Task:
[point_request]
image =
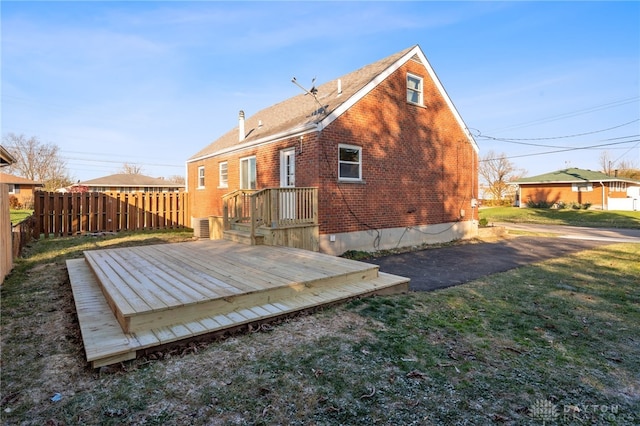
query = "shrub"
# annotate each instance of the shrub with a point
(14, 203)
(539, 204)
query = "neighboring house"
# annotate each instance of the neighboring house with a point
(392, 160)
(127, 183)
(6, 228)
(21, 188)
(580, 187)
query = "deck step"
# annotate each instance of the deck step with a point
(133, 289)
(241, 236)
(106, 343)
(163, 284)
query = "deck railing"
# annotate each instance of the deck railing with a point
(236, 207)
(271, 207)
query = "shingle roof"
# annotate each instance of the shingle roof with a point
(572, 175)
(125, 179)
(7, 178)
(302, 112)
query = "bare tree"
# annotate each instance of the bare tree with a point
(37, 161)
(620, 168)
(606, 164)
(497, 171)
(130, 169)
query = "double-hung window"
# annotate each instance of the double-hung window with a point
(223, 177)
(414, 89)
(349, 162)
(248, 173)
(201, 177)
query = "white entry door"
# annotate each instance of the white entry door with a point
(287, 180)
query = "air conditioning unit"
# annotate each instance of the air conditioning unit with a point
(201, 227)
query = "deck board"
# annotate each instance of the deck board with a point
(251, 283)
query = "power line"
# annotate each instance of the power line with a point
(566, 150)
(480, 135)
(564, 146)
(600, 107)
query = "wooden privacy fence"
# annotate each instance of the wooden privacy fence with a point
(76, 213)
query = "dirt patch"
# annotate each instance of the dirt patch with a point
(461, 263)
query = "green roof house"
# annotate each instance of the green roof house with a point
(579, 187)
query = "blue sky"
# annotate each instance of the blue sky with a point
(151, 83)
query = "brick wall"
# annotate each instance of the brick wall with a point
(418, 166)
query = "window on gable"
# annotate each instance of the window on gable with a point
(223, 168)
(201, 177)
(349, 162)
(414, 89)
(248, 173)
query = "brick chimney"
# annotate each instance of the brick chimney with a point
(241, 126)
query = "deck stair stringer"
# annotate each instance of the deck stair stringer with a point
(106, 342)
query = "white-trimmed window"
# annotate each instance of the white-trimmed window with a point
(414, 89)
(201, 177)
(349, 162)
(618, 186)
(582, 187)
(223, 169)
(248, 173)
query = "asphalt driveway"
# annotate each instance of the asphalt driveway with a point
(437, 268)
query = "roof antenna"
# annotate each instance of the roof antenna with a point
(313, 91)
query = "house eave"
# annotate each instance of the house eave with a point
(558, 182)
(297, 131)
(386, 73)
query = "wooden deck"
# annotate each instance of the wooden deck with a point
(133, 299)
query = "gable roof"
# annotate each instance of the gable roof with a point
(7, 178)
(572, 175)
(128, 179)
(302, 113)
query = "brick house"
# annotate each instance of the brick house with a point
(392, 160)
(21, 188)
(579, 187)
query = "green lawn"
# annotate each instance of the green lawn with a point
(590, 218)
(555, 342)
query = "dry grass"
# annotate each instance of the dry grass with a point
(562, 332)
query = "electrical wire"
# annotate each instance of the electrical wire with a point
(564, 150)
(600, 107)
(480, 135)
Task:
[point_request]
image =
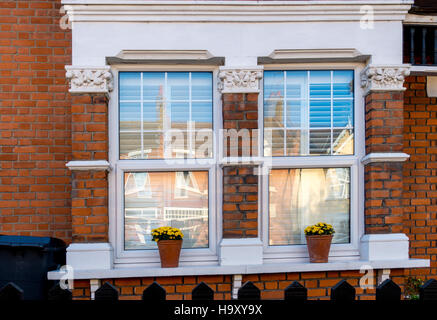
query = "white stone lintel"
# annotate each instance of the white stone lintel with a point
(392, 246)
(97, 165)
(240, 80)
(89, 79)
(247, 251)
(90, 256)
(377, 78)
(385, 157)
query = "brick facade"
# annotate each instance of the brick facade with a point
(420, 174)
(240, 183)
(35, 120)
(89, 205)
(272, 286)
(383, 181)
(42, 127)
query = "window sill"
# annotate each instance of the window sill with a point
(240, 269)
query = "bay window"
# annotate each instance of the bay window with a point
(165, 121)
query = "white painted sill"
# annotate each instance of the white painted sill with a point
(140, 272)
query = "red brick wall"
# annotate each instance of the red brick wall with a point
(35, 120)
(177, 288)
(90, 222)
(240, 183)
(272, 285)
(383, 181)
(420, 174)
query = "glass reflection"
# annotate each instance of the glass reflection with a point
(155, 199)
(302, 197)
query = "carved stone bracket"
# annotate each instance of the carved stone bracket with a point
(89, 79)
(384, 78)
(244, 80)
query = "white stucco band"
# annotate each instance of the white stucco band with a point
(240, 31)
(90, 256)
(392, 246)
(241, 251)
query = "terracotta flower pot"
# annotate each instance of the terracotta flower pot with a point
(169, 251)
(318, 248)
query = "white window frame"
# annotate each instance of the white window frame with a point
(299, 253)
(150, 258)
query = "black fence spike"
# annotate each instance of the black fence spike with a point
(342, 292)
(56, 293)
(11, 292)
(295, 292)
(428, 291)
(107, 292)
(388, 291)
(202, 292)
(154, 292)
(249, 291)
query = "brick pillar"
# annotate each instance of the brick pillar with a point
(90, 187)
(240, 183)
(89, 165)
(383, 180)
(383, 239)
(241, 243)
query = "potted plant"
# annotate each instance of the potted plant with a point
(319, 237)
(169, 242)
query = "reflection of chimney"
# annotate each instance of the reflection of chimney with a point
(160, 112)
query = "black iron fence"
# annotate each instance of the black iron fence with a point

__________

* _Work to do_:
Copy out each line word for word, please, skipping the images.

* _The output_:
Task:
[point_request]
image =
query = "shrub"
# annotate each instance of the shrub with a point
(14, 203)
(539, 204)
query = "neighboring house"
# annotate each instance of the neighboring house with a point
(392, 160)
(127, 183)
(6, 228)
(21, 188)
(580, 187)
query = "deck step"
# annotate each instance of the deck step with a point
(133, 289)
(241, 236)
(106, 343)
(163, 284)
query = "deck railing"
# annotate each instance of the deck railing with a point
(236, 207)
(271, 207)
query = "shingle roof"
# annotate each instance of the shingle roof with a point
(572, 175)
(125, 179)
(7, 178)
(302, 112)
query = "bare tree"
# annotate each instance of the bare tree with a point
(37, 161)
(620, 168)
(606, 164)
(497, 171)
(130, 169)
query = "double-hung window"
# annotate each instance of the double-hung window with a point
(223, 177)
(414, 89)
(349, 162)
(248, 173)
(201, 177)
query = "white entry door"
# annotate each instance of the white entry door with a point
(287, 180)
query = "air conditioning unit"
# annotate each instance of the air conditioning unit with a point
(201, 227)
query = "deck board"
# annotate each instance of the deck board with a point
(251, 283)
query = "power line"
# annotate each instance of the power line with a point
(566, 150)
(480, 135)
(564, 146)
(600, 107)
query = "wooden privacy fence"
# annotate each instance of the wooden privacy fence with a point
(76, 213)
query = "dirt patch"
# annotate each instance of the dirt patch with a point
(461, 263)
query = "green roof house"
# annotate each instance of the green roof house with a point
(579, 187)
query = "blue sky"
# annotate each instance of the blue sky with a point
(151, 83)
query = "brick wall"
# annotate each instance of the brick wall with a point
(418, 166)
query = "window on gable"
# annotate each instance of the window on gable with a point
(223, 168)
(201, 177)
(349, 162)
(414, 89)
(248, 173)
query = "brick chimney"
# annotate each instance of the brick chimney with a point
(241, 126)
query = "deck stair stringer"
# annotate each instance of the deck stair stringer with a point
(106, 342)
query = "white-trimmed window"
# annotate each instance of the white-trimmed window with a point
(414, 89)
(201, 177)
(349, 162)
(618, 186)
(582, 187)
(223, 169)
(248, 173)
query = "asphalt driveway"
# annotate each instance of the asphalt driveway with a point
(437, 268)
query = "roof antenna"
# annotate each instance of the roof antenna with a point
(313, 91)
query = "house eave"
# annotate each instance of the house eave with a point
(558, 182)
(297, 131)
(386, 73)
query = "wooden deck"
# annotate each instance of the wooden deck with a point
(133, 299)
query = "gable roof"
# annotate each instance of the gable roof with a point
(7, 178)
(572, 175)
(128, 179)
(302, 113)
query = "brick house"
# annotate each instance of the brick house with a point
(392, 160)
(21, 188)
(579, 187)
query = "green lawn"
# annotate each instance of the green lawn with a point
(590, 218)
(555, 342)
query = "dry grass"
# annotate each instance of the dry grass with a point
(562, 332)
query = "electrical wire"
# annotate each instance of the electrical wire with a point
(564, 150)
(600, 107)
(480, 135)
Task:
[point_request]
image =
query = "white stone lintel"
# annotate each instance of the white stone lintel with a point
(392, 246)
(97, 165)
(240, 80)
(89, 79)
(247, 251)
(90, 256)
(377, 78)
(385, 157)
query = "brick facade"
# annotate each instance of the brick facade with a point
(420, 174)
(240, 183)
(35, 120)
(89, 205)
(272, 286)
(383, 181)
(42, 127)
query = "window sill"
# annotate each instance of the window sill with a point
(240, 269)
query = "bay window"
# annotate each instance of the bay window with a point
(165, 121)
query = "white painted sill"
# annotate each instance of the white painted sill with a point
(140, 272)
query = "red brick wall"
# annotate each instance of the red brick wall with a point
(35, 120)
(177, 288)
(90, 222)
(240, 183)
(272, 285)
(383, 181)
(420, 174)
query = "glass reflection"
# annotate each instance of the glass reflection with a point
(155, 199)
(302, 197)
query = "carved stone bracket"
# annotate each instance of the carved stone bracket with a point
(89, 79)
(384, 78)
(244, 80)
query = "white stucco band"
# annotate each instance of the white stucco band with a point
(240, 31)
(90, 256)
(392, 246)
(241, 251)
query = "terracotta flower pot"
# annotate each instance of the terracotta flower pot with a point
(169, 251)
(318, 248)
query = "white window frame"
# annotate each instance of the white window frame with a point
(299, 253)
(150, 258)
query = "black fence spike"
# annotate each instance of the black fence spike with a point
(342, 292)
(56, 293)
(11, 292)
(295, 292)
(428, 291)
(107, 292)
(388, 291)
(202, 292)
(154, 292)
(249, 291)
query = "brick pillar"
# annotate each instance of the brick pillar with a point
(90, 187)
(240, 183)
(89, 165)
(383, 180)
(383, 239)
(241, 243)
query = "potted plant"
# annotate each instance of the potted plant with a point
(319, 237)
(169, 242)
query = "reflection of chimney"
# annotate each instance of the reflection of chimney with a point
(160, 112)
query = "black iron fence"
# annotate each instance of the black iron fence with a point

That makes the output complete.